Write out each line word for word. Drop pictures.

Point-based annotation data:
********************

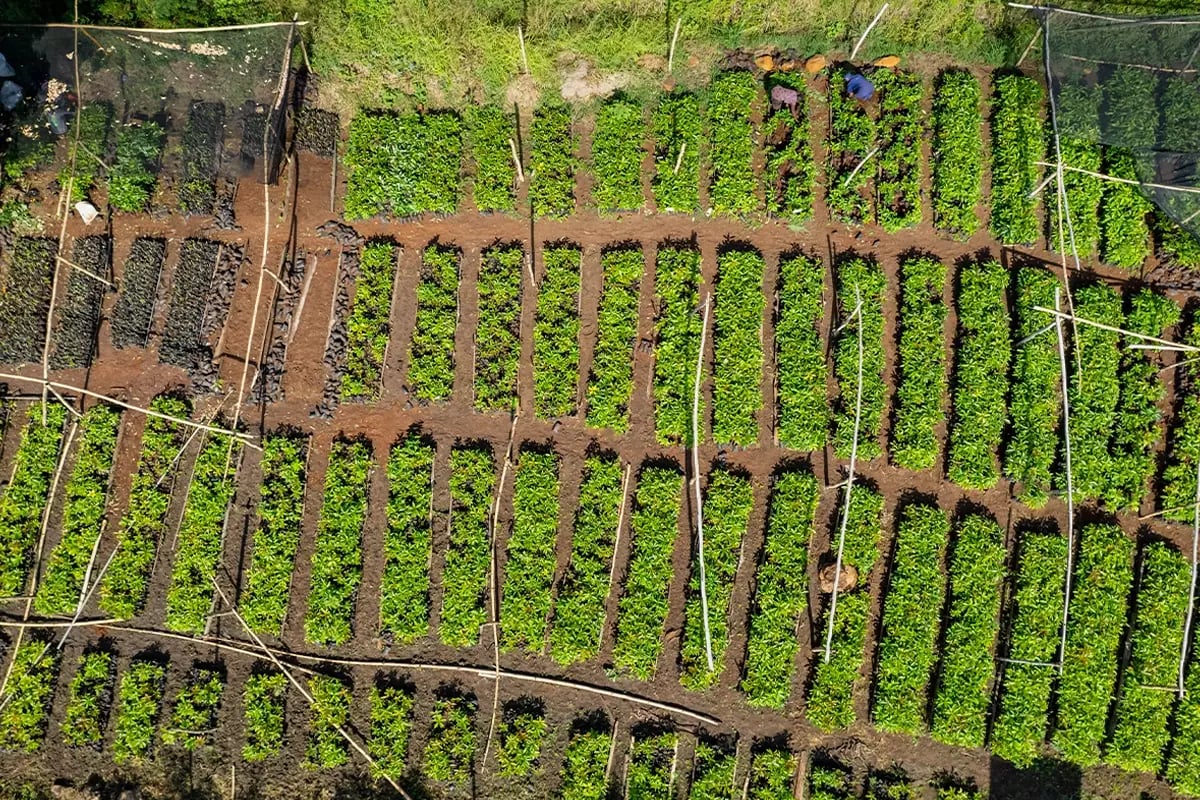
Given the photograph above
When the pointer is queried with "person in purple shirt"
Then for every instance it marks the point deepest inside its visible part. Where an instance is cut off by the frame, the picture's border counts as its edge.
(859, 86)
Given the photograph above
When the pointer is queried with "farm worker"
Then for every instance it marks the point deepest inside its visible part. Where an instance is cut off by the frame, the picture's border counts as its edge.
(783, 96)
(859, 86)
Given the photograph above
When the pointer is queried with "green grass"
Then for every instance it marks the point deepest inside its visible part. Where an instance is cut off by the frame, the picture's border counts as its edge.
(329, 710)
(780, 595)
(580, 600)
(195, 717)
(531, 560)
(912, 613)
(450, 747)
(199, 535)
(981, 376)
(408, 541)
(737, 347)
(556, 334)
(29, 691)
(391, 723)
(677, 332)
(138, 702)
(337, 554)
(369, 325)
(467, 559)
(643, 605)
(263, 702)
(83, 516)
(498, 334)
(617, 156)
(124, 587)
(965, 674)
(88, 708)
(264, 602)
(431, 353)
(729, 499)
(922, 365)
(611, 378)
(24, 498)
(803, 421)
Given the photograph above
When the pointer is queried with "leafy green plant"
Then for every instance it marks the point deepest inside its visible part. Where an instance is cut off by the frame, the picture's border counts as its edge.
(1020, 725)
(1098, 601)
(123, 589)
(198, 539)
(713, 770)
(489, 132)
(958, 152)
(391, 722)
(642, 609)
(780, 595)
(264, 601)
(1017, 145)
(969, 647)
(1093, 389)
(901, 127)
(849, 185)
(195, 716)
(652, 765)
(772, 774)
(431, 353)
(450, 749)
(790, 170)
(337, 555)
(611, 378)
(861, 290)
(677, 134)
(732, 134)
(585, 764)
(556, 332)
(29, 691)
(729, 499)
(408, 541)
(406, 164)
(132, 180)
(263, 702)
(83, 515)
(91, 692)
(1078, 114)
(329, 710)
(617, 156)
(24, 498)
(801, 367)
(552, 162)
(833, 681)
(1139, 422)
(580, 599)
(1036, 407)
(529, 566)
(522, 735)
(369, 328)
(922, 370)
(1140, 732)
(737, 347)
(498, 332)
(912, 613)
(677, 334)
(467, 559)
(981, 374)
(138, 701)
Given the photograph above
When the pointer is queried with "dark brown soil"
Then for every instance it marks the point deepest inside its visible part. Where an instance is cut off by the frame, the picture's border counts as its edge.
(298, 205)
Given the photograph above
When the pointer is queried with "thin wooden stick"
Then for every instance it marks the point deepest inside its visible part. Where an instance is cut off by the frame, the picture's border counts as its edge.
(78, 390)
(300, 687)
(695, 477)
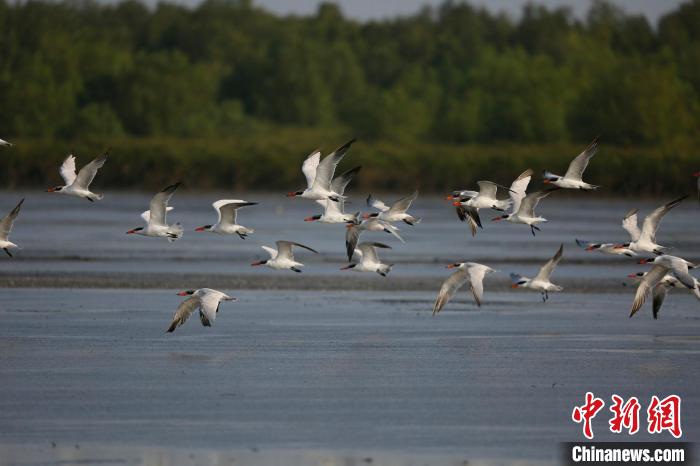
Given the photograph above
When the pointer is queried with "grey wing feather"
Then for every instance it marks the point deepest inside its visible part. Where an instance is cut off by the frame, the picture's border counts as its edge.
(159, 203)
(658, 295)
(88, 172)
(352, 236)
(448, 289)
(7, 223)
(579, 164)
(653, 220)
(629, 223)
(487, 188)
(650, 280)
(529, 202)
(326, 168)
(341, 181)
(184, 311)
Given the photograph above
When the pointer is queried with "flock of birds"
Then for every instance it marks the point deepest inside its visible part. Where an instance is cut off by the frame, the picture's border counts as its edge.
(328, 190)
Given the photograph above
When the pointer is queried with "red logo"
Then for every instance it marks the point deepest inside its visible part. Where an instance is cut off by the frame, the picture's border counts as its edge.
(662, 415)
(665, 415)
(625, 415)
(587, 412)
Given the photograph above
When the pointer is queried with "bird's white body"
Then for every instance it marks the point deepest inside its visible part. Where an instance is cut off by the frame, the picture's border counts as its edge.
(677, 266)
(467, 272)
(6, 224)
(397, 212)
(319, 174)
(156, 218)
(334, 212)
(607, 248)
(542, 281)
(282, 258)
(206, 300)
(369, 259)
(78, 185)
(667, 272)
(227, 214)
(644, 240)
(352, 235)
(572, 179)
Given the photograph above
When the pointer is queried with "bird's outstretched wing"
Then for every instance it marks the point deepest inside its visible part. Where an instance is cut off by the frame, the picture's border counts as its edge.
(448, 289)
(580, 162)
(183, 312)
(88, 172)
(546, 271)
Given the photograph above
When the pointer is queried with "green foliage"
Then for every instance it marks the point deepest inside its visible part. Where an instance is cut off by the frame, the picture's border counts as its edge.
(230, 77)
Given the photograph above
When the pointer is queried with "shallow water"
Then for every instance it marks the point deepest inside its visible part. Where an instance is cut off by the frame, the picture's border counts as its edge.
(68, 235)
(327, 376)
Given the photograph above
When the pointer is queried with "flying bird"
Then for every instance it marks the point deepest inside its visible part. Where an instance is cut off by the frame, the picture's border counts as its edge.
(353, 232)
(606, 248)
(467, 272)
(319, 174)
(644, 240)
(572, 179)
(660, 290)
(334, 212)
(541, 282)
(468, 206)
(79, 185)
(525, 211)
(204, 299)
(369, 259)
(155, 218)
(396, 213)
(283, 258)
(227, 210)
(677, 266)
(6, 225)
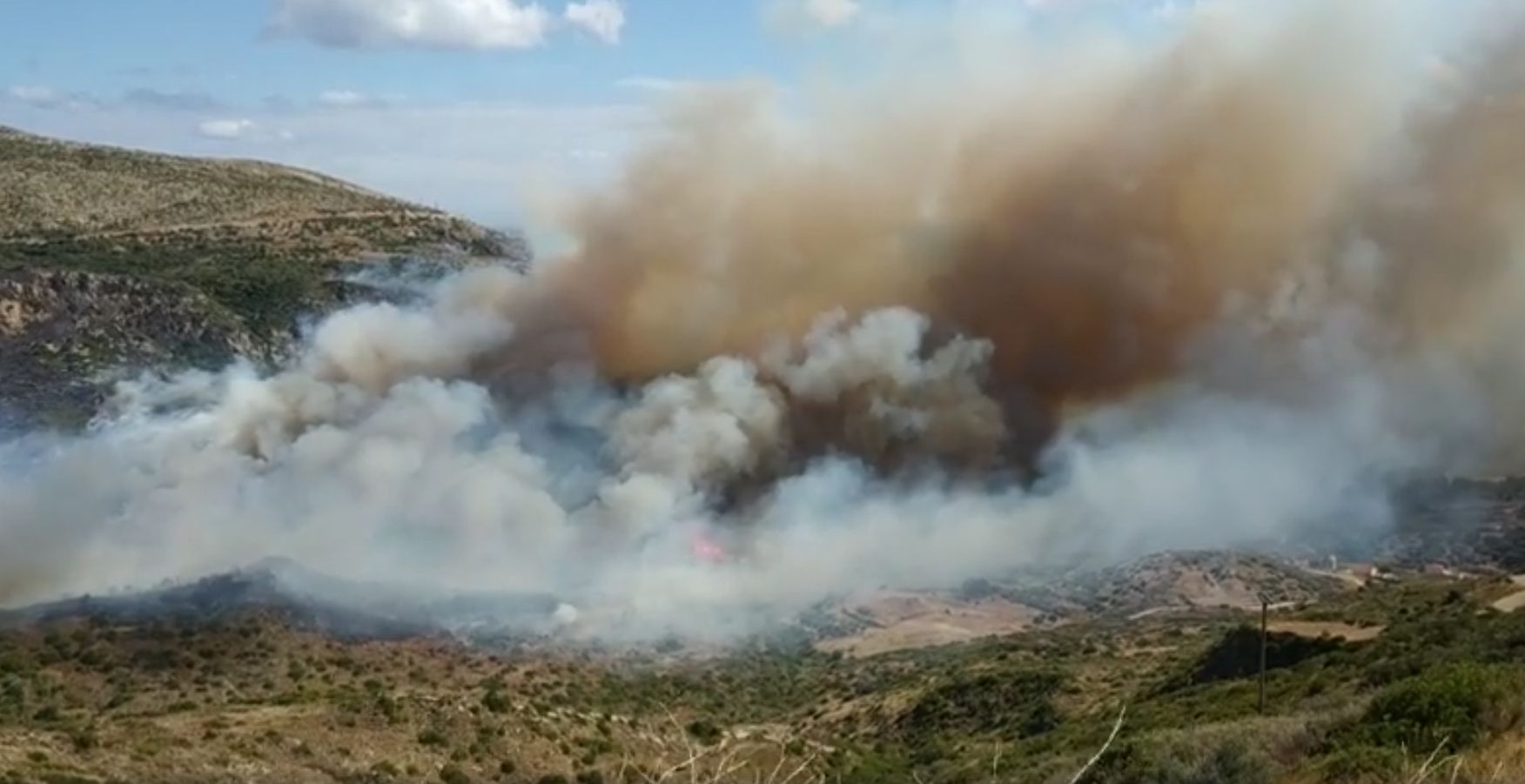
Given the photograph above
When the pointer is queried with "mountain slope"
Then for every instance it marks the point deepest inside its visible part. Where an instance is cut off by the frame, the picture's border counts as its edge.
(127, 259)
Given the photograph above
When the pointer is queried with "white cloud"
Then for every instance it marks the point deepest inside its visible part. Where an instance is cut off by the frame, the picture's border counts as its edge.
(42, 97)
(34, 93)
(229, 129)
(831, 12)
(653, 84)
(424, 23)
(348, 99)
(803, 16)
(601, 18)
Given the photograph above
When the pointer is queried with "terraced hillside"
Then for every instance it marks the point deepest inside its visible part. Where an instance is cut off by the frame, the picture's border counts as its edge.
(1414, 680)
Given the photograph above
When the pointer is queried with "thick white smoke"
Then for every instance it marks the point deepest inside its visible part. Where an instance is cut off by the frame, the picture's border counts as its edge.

********************

● Task response:
Given the photograph above
When the pointer is queried with "person in purple shirt"
Then for every instance it marks the point deepest inside its visible part. Where an instance is cut off by the frame, the picture's border counts as its edge.
(859, 86)
Given the photograph above
When the pointer is queried with "farm worker"
Then for every instance it marks the point deepest inside its visible part. Where an instance is cut off by the frame, the picture's border counts as its edge.
(783, 96)
(859, 86)
Given the photograph above
When the pointer is queried with "green grass"
Then for every instance it marks the point deepest inside its visible part. Where an instance is cut off by the frame, the picture's border counts as its edge.
(329, 710)
(780, 595)
(580, 600)
(195, 717)
(531, 560)
(912, 613)
(450, 747)
(199, 535)
(981, 376)
(408, 541)
(737, 347)
(556, 334)
(29, 691)
(391, 723)
(677, 332)
(138, 702)
(337, 554)
(369, 325)
(467, 559)
(643, 605)
(263, 702)
(83, 516)
(498, 334)
(617, 156)
(124, 587)
(965, 674)
(88, 708)
(264, 602)
(431, 353)
(729, 499)
(922, 365)
(611, 378)
(24, 498)
(803, 421)
Given the photograph above
When the pointer is queried with "leafy green plant"
Then for every instance it marks the point deepest inside its visible part. Where an instance is cut off by the frame, the picture's border counts as its edge.
(1020, 725)
(1098, 601)
(123, 589)
(198, 539)
(713, 770)
(489, 132)
(958, 152)
(391, 722)
(642, 609)
(780, 595)
(264, 601)
(1017, 145)
(969, 647)
(1093, 389)
(901, 127)
(849, 185)
(195, 716)
(652, 765)
(772, 774)
(431, 353)
(450, 749)
(790, 170)
(337, 555)
(611, 378)
(861, 290)
(677, 134)
(732, 134)
(585, 764)
(556, 332)
(29, 691)
(729, 499)
(408, 541)
(406, 164)
(132, 180)
(263, 702)
(83, 515)
(91, 692)
(1078, 114)
(329, 710)
(617, 156)
(24, 498)
(801, 367)
(552, 162)
(833, 681)
(1139, 422)
(580, 599)
(1036, 407)
(529, 566)
(522, 735)
(369, 328)
(922, 370)
(1140, 732)
(737, 347)
(498, 332)
(912, 613)
(677, 334)
(467, 559)
(981, 374)
(138, 701)
Given the photograph above
When the pointer is queried with "dark brown soil"
Then for every instance it marks the point deepest inside its visible part. Where an instance is cut off by the frame, the picture's border counts as its edge.
(298, 205)
Given the photograph above
When the pointer is queried with "thin wooden stick"
Then for every instance it marks the point deepest inside its visible part. Where an instance is cut off by the frame, the picture's border counts as its edge.
(78, 390)
(300, 687)
(695, 477)
Given the photograph above
When the pointer is queried with "grey wing feather"
Then for every instance it marks the point deepest inside its visible part. Where an instance is cut off by the frame, the picture's border counts as its edge.
(159, 203)
(658, 295)
(88, 172)
(352, 236)
(448, 289)
(7, 223)
(579, 164)
(653, 220)
(629, 223)
(487, 188)
(650, 280)
(529, 202)
(326, 168)
(341, 181)
(184, 311)
Given the photograph above
When the pointer is queried with "flock of birds"
Then for every instance it marks the point deepest inside its visible part. Where an instance is cut off by the frame, the picture's border counts as its edge.
(328, 190)
Given the photograph above
When the pointer is queried with "red logo"
Then for every instance it marks the point deepest inside its visible part. Where an instance is cut off by the frame, the picture's border counts as its edge.
(662, 415)
(665, 415)
(625, 415)
(587, 412)
Given the photograph above
When the pointer is queried with "bird's white body"
Then for every instance it marks the point deepest inside its visible part. Where an instance is cut off by the frame, the picture's border counts as its edge.
(677, 266)
(467, 272)
(6, 224)
(397, 212)
(319, 174)
(156, 218)
(334, 212)
(607, 248)
(542, 281)
(282, 258)
(206, 300)
(369, 259)
(78, 185)
(667, 272)
(227, 214)
(644, 240)
(352, 235)
(572, 179)
Given the photograph above
When the pointer is queried with "bird's outstretched wing"
Then for every instance it marks the point deepest inside its visible part. Where an instance is cut off by the frame, the picture's border counts as its edge.
(448, 289)
(580, 162)
(183, 312)
(88, 172)
(546, 271)
Given the photograph above
When the pointer is queried with "green foliage"
Then for every instance it marks the point deepest inside its visible part. Where an instance is cut off by the frame, the picture's border counts as its edge.
(230, 77)
Given the photograph above
When the pointer is queried with "shallow water"
Then for every instance it marks the point deepest inside its visible part. Where an instance is cut off by the frame, the picture's border counts as its edge.
(68, 235)
(327, 376)
Given the photograph above
When the pointer is queried with "flying bird"
Then for every instance it marks the point deepest inside its visible part. Where an instance is cut off by the frame, the picture's border counts as its edge.
(353, 232)
(606, 248)
(467, 272)
(319, 174)
(644, 240)
(572, 179)
(660, 290)
(334, 212)
(541, 282)
(468, 206)
(79, 185)
(525, 211)
(204, 299)
(369, 259)
(155, 218)
(396, 213)
(283, 258)
(227, 210)
(677, 266)
(6, 225)
Given the photograph above
When the pointer is queried with "mountain slope"
Then for every instance it marks the point deepest inside its visible part. Where an instance is cut off by the frame, the picture's border counts as its edge.
(127, 259)
Given the photograph above
When the pointer is queried with "white cloud"
Then for every instance it marks the point deepest inside its visible part. Where an instance is cut off by the frame, the picture's border counts as its edge.
(42, 97)
(34, 93)
(229, 129)
(831, 12)
(653, 84)
(424, 23)
(348, 99)
(803, 16)
(601, 18)
Given the photograph above
When the pointer is queried with "terraced hillside"
Then for every instance it marks the point deepest inside its visible part. Where an instance is cut off by the frame, the picture's border counts as its edge.
(1414, 680)
Given the photograph above
When the pointer is queried with "thick white smoke"
Then for every instance it marks the point deepest inside its visible part. Where an instance is cut off by the frame, the picture's border counts as its edge.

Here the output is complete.